(Stored dataset items)
◆ ◆ ◆ ◆
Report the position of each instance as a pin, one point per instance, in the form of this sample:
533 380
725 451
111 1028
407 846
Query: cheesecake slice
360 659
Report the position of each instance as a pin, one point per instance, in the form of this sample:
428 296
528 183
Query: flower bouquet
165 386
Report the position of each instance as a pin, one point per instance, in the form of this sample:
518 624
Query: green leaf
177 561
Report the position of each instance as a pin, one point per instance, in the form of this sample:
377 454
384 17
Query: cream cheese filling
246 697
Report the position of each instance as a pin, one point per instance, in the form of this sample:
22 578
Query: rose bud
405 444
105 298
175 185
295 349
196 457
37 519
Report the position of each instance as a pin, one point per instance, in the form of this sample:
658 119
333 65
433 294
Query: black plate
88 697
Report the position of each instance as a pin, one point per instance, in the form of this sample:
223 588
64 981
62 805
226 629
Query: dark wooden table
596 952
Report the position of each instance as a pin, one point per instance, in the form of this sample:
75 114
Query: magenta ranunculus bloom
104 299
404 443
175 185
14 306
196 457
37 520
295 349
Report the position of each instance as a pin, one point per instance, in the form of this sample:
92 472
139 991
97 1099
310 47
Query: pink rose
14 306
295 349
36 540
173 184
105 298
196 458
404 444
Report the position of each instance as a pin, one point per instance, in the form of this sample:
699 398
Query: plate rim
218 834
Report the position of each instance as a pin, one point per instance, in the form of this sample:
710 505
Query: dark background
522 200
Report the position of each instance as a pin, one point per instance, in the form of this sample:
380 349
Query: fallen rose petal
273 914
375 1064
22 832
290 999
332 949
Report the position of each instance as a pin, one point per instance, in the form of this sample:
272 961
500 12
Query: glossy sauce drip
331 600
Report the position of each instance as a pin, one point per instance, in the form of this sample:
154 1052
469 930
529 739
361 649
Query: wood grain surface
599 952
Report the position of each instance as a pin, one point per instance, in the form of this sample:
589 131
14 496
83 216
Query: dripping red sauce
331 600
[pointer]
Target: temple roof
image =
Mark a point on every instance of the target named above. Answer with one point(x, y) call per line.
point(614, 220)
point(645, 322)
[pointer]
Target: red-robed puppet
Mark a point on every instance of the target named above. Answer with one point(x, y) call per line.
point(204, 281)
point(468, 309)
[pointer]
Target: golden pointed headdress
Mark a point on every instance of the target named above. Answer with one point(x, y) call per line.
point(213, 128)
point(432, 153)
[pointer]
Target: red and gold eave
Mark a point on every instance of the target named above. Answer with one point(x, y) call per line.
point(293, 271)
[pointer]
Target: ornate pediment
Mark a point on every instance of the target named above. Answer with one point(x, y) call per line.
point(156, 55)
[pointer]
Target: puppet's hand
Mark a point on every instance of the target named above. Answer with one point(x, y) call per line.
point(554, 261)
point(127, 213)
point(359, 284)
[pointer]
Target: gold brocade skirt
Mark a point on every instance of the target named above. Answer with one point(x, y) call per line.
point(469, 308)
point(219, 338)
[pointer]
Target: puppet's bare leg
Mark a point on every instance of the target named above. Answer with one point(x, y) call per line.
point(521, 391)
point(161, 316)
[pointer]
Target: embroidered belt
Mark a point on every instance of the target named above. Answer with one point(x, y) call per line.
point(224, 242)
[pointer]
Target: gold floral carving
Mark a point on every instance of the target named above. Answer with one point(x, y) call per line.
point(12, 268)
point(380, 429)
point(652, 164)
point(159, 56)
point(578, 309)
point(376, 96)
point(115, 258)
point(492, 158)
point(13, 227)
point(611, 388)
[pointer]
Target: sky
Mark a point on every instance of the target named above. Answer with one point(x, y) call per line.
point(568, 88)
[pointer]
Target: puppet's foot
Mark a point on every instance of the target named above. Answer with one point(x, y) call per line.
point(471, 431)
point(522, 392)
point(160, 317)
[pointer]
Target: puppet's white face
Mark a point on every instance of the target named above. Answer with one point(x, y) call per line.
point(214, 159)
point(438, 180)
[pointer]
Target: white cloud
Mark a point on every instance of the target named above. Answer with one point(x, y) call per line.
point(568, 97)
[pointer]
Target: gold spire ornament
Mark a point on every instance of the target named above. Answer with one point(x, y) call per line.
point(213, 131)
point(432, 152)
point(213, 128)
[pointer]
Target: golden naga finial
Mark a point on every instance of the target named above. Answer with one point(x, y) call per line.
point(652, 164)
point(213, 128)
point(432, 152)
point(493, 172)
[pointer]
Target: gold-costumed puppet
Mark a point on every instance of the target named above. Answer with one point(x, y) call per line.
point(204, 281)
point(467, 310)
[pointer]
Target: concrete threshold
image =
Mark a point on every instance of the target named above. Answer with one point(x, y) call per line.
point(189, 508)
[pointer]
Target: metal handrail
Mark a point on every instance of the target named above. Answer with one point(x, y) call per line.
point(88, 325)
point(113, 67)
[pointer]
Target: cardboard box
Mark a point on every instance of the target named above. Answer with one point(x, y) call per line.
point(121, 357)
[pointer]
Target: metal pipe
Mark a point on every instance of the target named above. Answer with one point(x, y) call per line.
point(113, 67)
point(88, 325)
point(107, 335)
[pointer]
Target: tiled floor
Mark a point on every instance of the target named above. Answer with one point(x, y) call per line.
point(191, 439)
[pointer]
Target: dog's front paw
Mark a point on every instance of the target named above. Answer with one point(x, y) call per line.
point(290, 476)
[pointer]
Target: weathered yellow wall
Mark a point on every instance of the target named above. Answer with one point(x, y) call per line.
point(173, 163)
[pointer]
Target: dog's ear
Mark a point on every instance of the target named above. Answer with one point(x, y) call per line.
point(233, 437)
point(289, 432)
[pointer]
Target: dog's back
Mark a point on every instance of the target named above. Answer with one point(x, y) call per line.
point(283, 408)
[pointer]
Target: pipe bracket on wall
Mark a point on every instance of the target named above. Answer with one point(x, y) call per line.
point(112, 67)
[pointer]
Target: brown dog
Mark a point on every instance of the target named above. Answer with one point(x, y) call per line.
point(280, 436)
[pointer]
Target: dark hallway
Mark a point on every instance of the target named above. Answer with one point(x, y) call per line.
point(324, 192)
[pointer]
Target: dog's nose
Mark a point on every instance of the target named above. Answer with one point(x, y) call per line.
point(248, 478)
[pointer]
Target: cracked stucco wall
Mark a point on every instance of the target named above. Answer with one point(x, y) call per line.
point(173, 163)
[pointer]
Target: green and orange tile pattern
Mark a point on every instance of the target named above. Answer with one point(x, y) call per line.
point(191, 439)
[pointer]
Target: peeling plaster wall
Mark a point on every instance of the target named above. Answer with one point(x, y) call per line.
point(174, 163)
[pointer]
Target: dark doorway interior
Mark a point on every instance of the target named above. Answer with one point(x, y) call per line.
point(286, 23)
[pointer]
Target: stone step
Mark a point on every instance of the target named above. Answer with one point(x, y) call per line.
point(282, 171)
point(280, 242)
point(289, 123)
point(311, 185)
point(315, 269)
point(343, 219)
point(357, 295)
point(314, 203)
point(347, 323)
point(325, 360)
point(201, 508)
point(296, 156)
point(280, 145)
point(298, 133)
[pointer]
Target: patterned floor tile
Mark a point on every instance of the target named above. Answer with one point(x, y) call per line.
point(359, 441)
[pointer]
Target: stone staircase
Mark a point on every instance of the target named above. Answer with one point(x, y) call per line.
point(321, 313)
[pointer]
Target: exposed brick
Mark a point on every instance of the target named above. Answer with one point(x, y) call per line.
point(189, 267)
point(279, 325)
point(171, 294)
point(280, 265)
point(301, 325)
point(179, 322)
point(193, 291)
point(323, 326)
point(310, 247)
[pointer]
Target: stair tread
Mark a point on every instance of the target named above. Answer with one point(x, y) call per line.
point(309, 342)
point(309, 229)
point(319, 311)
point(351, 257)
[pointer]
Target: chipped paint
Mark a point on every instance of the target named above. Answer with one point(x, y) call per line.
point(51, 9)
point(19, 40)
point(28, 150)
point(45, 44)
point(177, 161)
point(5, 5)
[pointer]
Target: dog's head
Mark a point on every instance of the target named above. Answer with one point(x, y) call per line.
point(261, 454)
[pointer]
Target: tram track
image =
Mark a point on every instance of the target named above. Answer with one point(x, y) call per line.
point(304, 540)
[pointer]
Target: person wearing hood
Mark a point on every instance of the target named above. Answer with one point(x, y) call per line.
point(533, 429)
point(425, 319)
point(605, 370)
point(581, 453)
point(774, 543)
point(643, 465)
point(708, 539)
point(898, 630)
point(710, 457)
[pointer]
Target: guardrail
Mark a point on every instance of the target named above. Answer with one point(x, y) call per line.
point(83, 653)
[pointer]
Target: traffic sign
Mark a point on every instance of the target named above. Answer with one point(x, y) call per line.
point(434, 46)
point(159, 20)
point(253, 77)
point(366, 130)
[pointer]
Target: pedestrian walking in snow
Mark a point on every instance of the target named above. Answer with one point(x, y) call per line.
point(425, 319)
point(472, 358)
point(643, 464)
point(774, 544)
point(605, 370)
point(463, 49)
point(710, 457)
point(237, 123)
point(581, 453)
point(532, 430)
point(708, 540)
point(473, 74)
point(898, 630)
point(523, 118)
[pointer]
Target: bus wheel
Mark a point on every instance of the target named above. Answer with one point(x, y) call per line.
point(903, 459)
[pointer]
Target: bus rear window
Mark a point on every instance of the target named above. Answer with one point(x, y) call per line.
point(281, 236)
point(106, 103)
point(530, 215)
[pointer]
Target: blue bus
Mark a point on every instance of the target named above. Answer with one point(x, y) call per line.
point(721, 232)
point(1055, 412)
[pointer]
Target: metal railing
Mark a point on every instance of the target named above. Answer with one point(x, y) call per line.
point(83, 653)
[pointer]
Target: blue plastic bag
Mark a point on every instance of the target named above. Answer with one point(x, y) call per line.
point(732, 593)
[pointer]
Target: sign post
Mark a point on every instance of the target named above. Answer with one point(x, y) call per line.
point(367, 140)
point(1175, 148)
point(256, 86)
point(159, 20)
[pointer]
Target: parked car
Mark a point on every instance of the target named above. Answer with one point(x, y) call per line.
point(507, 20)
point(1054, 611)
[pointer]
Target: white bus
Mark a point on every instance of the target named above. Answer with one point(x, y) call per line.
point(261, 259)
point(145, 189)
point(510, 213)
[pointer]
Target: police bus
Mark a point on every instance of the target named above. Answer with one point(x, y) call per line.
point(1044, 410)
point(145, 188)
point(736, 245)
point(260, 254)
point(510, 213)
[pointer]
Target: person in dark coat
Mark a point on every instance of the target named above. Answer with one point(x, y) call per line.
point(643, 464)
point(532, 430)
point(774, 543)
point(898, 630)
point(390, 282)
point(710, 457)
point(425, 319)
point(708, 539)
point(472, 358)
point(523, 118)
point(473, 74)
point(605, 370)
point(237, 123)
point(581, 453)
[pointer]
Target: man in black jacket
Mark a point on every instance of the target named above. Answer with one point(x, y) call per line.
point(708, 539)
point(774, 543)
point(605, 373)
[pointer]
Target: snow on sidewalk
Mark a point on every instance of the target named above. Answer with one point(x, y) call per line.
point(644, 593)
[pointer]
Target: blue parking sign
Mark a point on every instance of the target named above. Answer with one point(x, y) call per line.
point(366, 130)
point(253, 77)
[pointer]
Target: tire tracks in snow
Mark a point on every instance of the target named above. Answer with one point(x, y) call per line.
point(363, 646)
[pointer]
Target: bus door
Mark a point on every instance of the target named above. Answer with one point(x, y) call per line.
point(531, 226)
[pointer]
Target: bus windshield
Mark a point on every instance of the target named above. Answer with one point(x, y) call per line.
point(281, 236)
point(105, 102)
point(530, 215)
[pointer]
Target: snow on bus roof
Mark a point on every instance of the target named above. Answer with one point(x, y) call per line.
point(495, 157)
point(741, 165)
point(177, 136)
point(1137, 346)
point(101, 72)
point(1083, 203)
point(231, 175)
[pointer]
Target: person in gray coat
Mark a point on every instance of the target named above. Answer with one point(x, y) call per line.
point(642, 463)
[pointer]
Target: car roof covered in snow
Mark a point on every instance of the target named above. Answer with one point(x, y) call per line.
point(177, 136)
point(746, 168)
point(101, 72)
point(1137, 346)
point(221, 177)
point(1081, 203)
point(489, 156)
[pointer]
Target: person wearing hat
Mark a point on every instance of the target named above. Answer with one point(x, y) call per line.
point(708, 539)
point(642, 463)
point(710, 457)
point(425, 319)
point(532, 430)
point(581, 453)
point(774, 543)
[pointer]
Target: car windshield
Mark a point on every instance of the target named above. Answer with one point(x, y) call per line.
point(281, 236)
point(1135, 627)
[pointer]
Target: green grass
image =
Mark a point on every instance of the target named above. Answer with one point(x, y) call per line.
◆ ◆ ◆ ◆
:: WORK ORDER ::
The lines above starting at the one that contains "Target: dog's nose" and ending at the one that contains "Target: stone staircase" must be transcribed exactly, and no other lines may appear.

:: YOUR RESPONSE ::
Target: dog's nose
Mark a point on every instance of the target named above. Answer with one point(x, y) call per line.
point(248, 478)
[pointer]
Target: cracked stucco wall
Mark a point on every instance of the target named above. Answer with one point(x, y) call per line.
point(173, 163)
[pointer]
Target: green and orange tile pattern
Mark a point on every instance of the target named above. Answer with one point(x, y) call per line.
point(191, 439)
[pointer]
Target: peeling plaster wall
Mark a point on every instance of the target named above. Answer with one point(x, y) call per line.
point(174, 163)
[pointer]
Target: dark doorway interior
Mark a point on every instance of the target named above. Answer with one point(x, y) call per line.
point(286, 23)
[pointer]
Target: stone step
Mark a point on every instance of the target named above. Answer with one point(x, y) call per line.
point(282, 171)
point(280, 242)
point(289, 123)
point(311, 185)
point(315, 269)
point(343, 219)
point(357, 295)
point(314, 203)
point(347, 323)
point(325, 360)
point(201, 508)
point(296, 156)
point(280, 145)
point(298, 133)
[pointer]
Target: patterned floor tile
Mark a point on every instance of the target named above. Answer with one point(x, y) call per line.
point(359, 441)
[pointer]
Target: stone staircase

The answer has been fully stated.